Exercise brief
Shift every answer point by adding 100 to both of its pixel coordinates, and write out all the rows below again with their requests, omitting the pictures.

-- Start Given data --

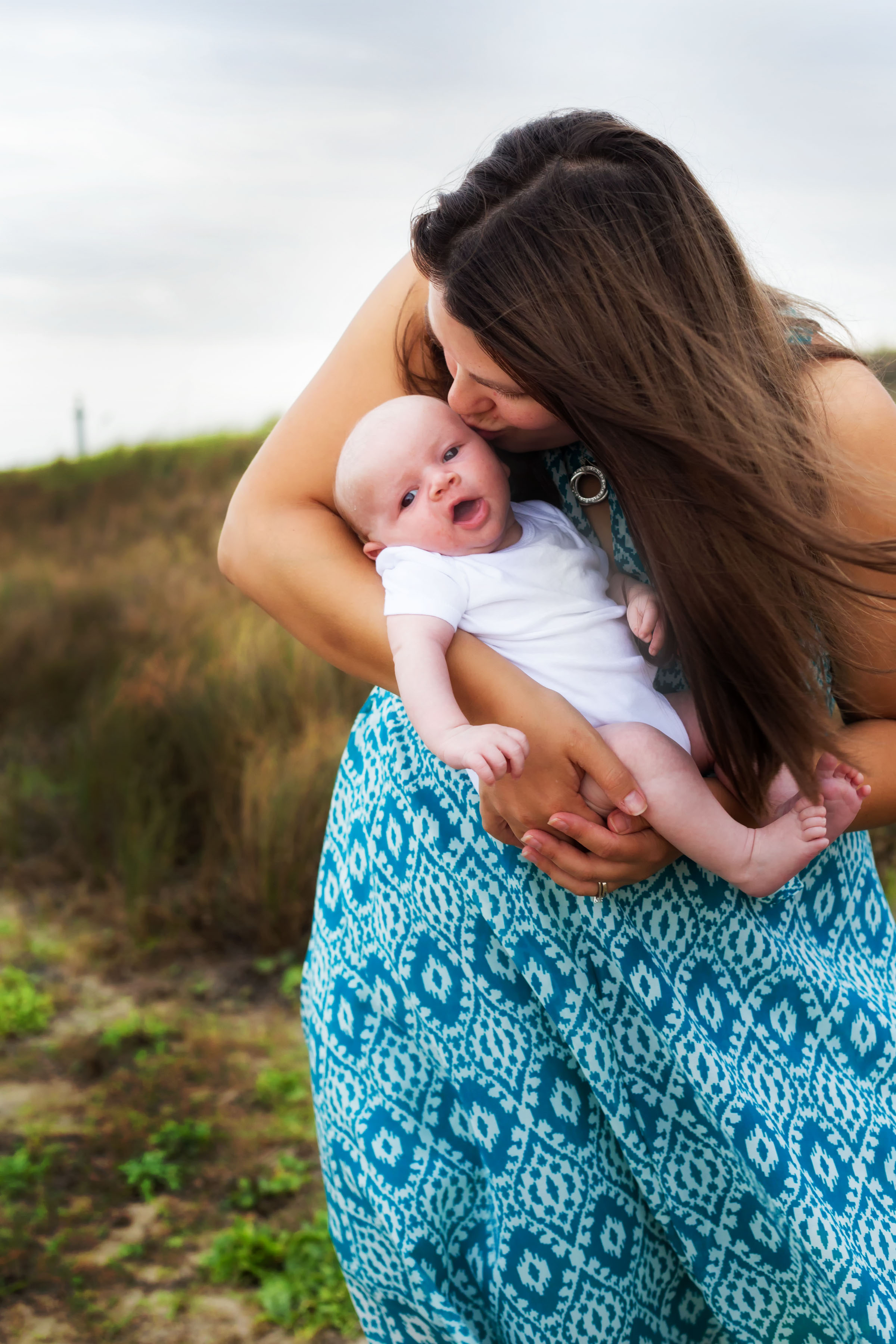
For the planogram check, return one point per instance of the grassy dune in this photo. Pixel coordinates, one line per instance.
(159, 736)
(166, 764)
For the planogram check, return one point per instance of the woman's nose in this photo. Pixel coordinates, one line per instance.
(468, 397)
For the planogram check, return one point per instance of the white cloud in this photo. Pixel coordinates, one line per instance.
(197, 195)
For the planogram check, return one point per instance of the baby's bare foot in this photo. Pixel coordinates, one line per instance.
(843, 790)
(785, 847)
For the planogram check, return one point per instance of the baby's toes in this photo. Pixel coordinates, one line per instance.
(813, 820)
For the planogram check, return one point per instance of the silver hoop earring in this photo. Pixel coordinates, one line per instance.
(589, 471)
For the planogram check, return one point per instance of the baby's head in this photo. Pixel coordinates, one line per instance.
(413, 474)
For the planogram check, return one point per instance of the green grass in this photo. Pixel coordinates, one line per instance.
(158, 733)
(23, 1008)
(21, 1171)
(300, 1284)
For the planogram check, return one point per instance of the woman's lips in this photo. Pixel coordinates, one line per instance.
(471, 513)
(485, 433)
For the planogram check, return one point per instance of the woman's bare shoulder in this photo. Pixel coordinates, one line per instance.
(858, 410)
(298, 461)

-- End Given data --

Written solution
For the planogram check, return one point per instance of the grassy dune in this photo. Pixel coordinates, one line per instance.
(259, 836)
(266, 864)
For the planogram check, return one point per instance of the woman's nose in this photo. Pixel coordinates, one line per instance.
(568, 497)
For the planogram check, return one point per instance of the white cloud in this photo. Pixel coordinates, one line per instance.
(297, 295)
For the planogram check, return one point per instance of the baby's bare foot in this photo. Pixel coordinates, one line per instance.
(943, 890)
(885, 947)
For the planogram check, return one point per instance of the baby's toes in this photo. Pixel coordinates, one line per instance.
(913, 920)
For the planogram check, return one point per instance of the silver hoop earring in this photo. Pixel coordinates, one line per instance.
(689, 571)
For the planogram check, return one point per instance of the baby's head in this photo. Pixel coordinates, one line per instance.
(513, 574)
For the planogram check, return one point per instance of the green grass in this photo. Pixel coordinates, one line per instance.
(258, 833)
(123, 1108)
(121, 1271)
(400, 1384)
For the planogram check, return one point per instance of the woman's lips in this photo. Pixel coordinates, one line per instance.
(571, 613)
(585, 533)
For the planogram check, return one point per instance of the woman's bare shoulder in this photo. Pixel coordinates, one line per instance.
(958, 510)
(398, 561)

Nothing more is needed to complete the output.